##### Data for processing

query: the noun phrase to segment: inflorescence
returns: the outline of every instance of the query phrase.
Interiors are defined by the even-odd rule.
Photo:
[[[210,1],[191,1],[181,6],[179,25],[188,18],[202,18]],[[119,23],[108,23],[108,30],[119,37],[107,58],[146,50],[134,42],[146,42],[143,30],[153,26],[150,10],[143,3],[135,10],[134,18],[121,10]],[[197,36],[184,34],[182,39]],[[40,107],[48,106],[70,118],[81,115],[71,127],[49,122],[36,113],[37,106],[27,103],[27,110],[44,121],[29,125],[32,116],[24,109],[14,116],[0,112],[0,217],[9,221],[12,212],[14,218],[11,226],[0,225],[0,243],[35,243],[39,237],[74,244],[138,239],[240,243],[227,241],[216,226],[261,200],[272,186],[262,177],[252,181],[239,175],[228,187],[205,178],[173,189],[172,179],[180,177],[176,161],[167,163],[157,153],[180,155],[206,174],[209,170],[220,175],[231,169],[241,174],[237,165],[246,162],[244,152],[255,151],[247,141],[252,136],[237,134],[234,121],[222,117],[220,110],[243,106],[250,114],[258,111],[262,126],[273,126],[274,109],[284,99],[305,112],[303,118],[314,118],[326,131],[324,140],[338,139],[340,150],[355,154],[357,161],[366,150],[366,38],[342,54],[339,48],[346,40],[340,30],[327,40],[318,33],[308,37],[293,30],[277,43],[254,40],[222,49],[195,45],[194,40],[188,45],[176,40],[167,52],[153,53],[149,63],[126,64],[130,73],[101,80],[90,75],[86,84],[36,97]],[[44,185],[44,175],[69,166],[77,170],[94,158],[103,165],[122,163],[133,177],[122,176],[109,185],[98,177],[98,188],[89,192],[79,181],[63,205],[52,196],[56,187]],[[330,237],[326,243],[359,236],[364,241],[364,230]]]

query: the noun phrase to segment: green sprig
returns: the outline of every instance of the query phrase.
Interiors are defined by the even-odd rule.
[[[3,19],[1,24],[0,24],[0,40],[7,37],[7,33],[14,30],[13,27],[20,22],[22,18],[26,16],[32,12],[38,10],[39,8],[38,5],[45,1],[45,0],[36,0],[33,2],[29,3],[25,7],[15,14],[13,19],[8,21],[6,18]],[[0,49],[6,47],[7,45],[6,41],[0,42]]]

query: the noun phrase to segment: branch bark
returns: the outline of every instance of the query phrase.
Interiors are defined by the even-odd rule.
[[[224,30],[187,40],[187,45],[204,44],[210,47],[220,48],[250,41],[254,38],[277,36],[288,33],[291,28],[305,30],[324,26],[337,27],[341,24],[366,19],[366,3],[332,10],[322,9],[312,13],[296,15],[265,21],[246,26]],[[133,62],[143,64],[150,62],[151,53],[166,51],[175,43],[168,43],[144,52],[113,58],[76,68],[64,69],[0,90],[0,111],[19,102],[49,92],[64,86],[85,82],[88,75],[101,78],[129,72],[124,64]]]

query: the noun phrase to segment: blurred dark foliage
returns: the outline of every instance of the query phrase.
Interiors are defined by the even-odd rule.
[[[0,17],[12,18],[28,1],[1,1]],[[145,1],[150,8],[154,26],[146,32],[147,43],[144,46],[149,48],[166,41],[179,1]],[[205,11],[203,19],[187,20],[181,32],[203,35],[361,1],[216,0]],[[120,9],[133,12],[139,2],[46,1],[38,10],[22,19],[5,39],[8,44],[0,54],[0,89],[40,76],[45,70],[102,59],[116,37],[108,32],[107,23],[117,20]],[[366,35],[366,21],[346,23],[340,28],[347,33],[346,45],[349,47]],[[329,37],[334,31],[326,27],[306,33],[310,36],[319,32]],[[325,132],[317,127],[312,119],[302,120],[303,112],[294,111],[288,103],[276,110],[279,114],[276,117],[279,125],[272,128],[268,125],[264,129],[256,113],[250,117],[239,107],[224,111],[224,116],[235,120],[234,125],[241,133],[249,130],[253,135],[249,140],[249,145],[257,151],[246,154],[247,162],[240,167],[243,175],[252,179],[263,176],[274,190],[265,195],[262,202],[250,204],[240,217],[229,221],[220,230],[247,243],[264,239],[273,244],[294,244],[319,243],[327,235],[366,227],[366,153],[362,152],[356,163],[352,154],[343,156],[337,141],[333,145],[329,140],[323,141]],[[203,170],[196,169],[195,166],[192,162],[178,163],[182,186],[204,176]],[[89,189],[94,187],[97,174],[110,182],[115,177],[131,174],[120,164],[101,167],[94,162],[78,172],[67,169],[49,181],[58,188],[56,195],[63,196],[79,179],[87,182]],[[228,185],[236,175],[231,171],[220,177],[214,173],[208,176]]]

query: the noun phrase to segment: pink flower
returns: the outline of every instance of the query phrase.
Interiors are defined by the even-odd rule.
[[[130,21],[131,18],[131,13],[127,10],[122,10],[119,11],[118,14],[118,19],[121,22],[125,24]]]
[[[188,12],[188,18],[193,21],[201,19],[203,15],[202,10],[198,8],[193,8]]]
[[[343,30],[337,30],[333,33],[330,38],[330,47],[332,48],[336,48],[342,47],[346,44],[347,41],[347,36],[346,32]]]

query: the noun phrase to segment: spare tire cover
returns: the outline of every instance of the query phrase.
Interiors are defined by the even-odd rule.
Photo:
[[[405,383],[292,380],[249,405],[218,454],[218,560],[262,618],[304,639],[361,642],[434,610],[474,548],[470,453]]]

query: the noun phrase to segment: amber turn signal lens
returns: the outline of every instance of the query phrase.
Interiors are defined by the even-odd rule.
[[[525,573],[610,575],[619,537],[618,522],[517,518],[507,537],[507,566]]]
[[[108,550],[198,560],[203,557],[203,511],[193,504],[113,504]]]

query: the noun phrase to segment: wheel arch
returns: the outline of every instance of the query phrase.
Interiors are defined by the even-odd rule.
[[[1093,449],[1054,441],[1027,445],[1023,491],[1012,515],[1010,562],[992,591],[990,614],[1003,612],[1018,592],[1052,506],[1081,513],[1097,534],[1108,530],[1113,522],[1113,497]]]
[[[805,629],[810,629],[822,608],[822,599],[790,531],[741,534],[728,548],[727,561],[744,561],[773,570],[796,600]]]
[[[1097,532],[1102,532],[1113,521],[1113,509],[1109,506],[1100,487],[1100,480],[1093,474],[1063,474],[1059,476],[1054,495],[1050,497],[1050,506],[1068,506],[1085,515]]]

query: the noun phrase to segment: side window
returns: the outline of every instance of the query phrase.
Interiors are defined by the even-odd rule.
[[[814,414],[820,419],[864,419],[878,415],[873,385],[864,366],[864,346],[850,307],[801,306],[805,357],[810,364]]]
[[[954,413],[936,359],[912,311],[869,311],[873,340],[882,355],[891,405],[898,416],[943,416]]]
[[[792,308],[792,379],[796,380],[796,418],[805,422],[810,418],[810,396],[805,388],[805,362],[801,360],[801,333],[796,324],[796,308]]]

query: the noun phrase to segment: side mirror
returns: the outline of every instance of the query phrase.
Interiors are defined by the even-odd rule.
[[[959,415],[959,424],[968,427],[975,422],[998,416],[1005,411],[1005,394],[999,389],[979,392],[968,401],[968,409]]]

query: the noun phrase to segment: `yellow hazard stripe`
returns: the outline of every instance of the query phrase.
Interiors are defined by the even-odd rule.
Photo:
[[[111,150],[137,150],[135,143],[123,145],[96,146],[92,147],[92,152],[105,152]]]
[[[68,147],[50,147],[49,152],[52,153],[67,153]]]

##########

◆ Task description ◆
Your task is to print the whole listing again exactly.

◆ Response to this exercise ◆
query: the noun phrase to segment: inflorescence
returns: the outline of every instance of the query phrase.
Interiors are defined by the even-odd rule.
Photo:
[[[210,1],[191,1],[181,6],[179,25],[188,18],[202,18]],[[119,23],[108,23],[108,30],[119,37],[107,58],[146,50],[134,42],[146,42],[143,30],[153,26],[150,10],[143,3],[135,10],[134,18],[121,10]],[[197,36],[184,34],[182,39]],[[40,107],[48,106],[70,118],[81,115],[71,127],[49,122],[36,113],[37,106],[27,103],[27,110],[44,121],[29,125],[32,116],[24,109],[14,116],[0,112],[0,217],[9,221],[12,212],[14,218],[11,226],[0,225],[0,243],[35,243],[39,237],[74,244],[138,239],[240,243],[227,241],[216,226],[261,200],[272,186],[262,177],[252,181],[239,175],[228,187],[205,178],[173,189],[172,179],[180,177],[176,161],[167,163],[157,153],[180,155],[206,174],[209,170],[220,175],[231,169],[241,174],[237,165],[246,162],[244,152],[255,151],[247,141],[252,136],[237,134],[234,121],[222,117],[220,110],[243,106],[250,114],[258,111],[262,126],[273,126],[274,109],[284,99],[305,112],[303,118],[314,118],[326,131],[324,140],[338,139],[340,150],[355,154],[357,161],[366,150],[366,38],[342,54],[339,48],[346,40],[340,30],[327,40],[318,33],[308,37],[293,30],[277,43],[254,40],[222,49],[195,45],[194,40],[188,45],[176,40],[167,52],[153,53],[149,63],[126,64],[130,73],[101,80],[90,75],[86,84],[36,97]],[[44,185],[44,175],[69,166],[77,170],[94,158],[103,165],[122,163],[133,177],[122,176],[109,185],[98,177],[98,188],[89,192],[79,181],[63,205],[52,196],[56,187]],[[330,237],[326,243],[359,236],[364,241],[364,230]]]

query: the noun phrase to segment: green sprig
returns: the outline of every instance of the query phrase.
Interiors are defined by the even-odd rule.
[[[3,19],[1,24],[0,24],[0,40],[7,37],[7,33],[14,30],[13,27],[20,22],[22,18],[26,16],[32,12],[38,10],[39,8],[38,5],[45,1],[45,0],[36,0],[33,2],[29,3],[25,7],[15,14],[13,19],[8,21],[6,18]],[[0,49],[6,47],[7,45],[6,41],[0,42]]]

query: the noun phrase to segment: branch bark
returns: the outline of every instance of the query phrase.
Interiors are defined by the even-odd rule.
[[[224,30],[187,40],[187,45],[204,44],[210,47],[220,48],[250,41],[254,38],[277,36],[288,33],[291,28],[305,30],[324,26],[337,27],[341,24],[366,19],[366,3],[332,10],[322,9],[312,13],[296,15],[265,21],[246,26]],[[133,62],[143,64],[150,62],[151,53],[166,51],[175,43],[168,43],[144,52],[113,58],[76,68],[64,69],[0,90],[0,111],[19,102],[49,92],[64,86],[85,82],[88,75],[101,78],[129,72],[124,64]]]

query: the noun phrase to segment: blurred dark foliage
returns: the outline of every instance of the query phrase.
Interiors are defined by the even-odd rule.
[[[0,17],[12,18],[28,1],[1,1]],[[145,1],[150,8],[154,26],[146,32],[147,43],[144,46],[149,48],[166,41],[179,1]],[[205,11],[203,19],[187,20],[181,32],[203,35],[361,1],[216,0]],[[120,9],[133,12],[139,2],[46,1],[38,10],[22,19],[5,39],[8,44],[0,54],[0,89],[40,76],[45,70],[102,59],[116,37],[108,32],[107,23],[117,20]],[[366,35],[366,21],[346,23],[340,28],[347,33],[346,45],[349,47]],[[329,37],[334,31],[326,27],[306,33],[310,36],[319,32]],[[325,132],[317,127],[312,119],[302,120],[303,112],[294,111],[288,103],[276,110],[279,114],[276,117],[279,125],[272,128],[268,125],[264,129],[256,113],[250,117],[239,107],[224,111],[224,116],[235,120],[234,125],[241,133],[249,130],[253,135],[249,140],[249,145],[257,151],[246,154],[247,162],[240,167],[243,175],[252,179],[263,176],[274,190],[265,195],[262,202],[250,204],[240,217],[229,221],[220,230],[247,243],[264,239],[273,244],[294,244],[319,243],[327,235],[366,227],[366,153],[362,152],[356,163],[352,154],[343,156],[337,141],[333,145],[329,140],[323,141]],[[203,170],[196,169],[195,166],[192,162],[178,163],[182,186],[204,176]],[[89,189],[94,187],[97,174],[110,182],[115,177],[131,174],[120,164],[101,167],[94,162],[78,172],[67,169],[49,181],[58,188],[56,195],[63,196],[79,179],[87,182]],[[228,185],[236,175],[231,171],[220,177],[214,173],[208,176]]]

query: the noun phrase to segment: pink flower
returns: the outline of every instance of the query phrase.
Interiors are defined by the even-odd rule.
[[[130,21],[131,18],[131,13],[127,10],[122,10],[119,11],[118,14],[118,19],[121,22],[125,24]]]
[[[188,12],[188,18],[193,21],[201,19],[203,15],[202,10],[198,8],[193,8]]]
[[[343,30],[337,30],[333,33],[330,38],[330,47],[332,48],[336,48],[342,47],[346,44],[347,41],[347,36],[346,32]]]

query: the noun phrase to segment: spare tire cover
returns: the outline of every instance of the query phrase.
Interiors are defined by the even-odd rule.
Photo:
[[[405,383],[292,380],[249,405],[218,454],[218,560],[262,618],[304,639],[361,642],[434,610],[474,548],[470,453]]]

query: the noun phrase to segment: amber turn signal lens
returns: the outline of every instance of the query phrase.
Interiors are defined by the even-odd rule.
[[[525,573],[610,575],[619,537],[618,522],[517,518],[507,537],[507,566]]]
[[[108,550],[198,560],[203,557],[203,511],[193,504],[113,504]]]

query: the noun phrase to segment: wheel arch
returns: the outline of every instance of the query phrase.
Interiors are defined by the even-odd rule.
[[[1093,449],[1054,441],[1027,445],[1023,491],[1012,515],[1010,562],[992,591],[990,614],[1003,612],[1018,592],[1052,506],[1081,513],[1097,534],[1108,530],[1113,522],[1113,497]]]
[[[805,629],[810,629],[822,608],[822,599],[790,531],[741,534],[728,548],[727,561],[744,561],[773,570],[796,600]]]
[[[1097,532],[1102,532],[1113,521],[1113,509],[1109,506],[1100,487],[1100,480],[1093,474],[1063,474],[1059,476],[1054,495],[1050,497],[1050,506],[1068,506],[1085,515]]]

query: the noun phrase to segment: side window
returns: the outline of every instance of the query phrase.
Interiors are defined by the even-odd rule.
[[[814,414],[820,419],[864,419],[878,415],[873,385],[864,366],[864,346],[850,307],[801,306],[805,357],[810,364]]]
[[[954,413],[936,359],[912,311],[869,311],[873,340],[882,355],[891,405],[898,416],[943,416]]]
[[[792,308],[792,379],[796,380],[796,418],[805,422],[810,418],[810,396],[805,388],[805,362],[801,360],[801,333],[796,324],[796,308]]]

query: the noun phrase to segment: side mirror
returns: the outline of every instance of the query phrase.
Interiors are defined by the even-odd rule.
[[[959,415],[959,424],[968,427],[975,422],[998,416],[1005,411],[1005,394],[999,389],[979,392],[968,401],[968,409]]]

query: the noun phrase to segment: `yellow hazard stripe`
returns: the outline of every instance of the query phrase.
Interiors are defined by the even-odd rule.
Photo:
[[[111,150],[137,150],[135,143],[123,145],[96,146],[92,147],[92,152],[105,152]]]
[[[68,147],[50,147],[49,152],[52,153],[67,153]]]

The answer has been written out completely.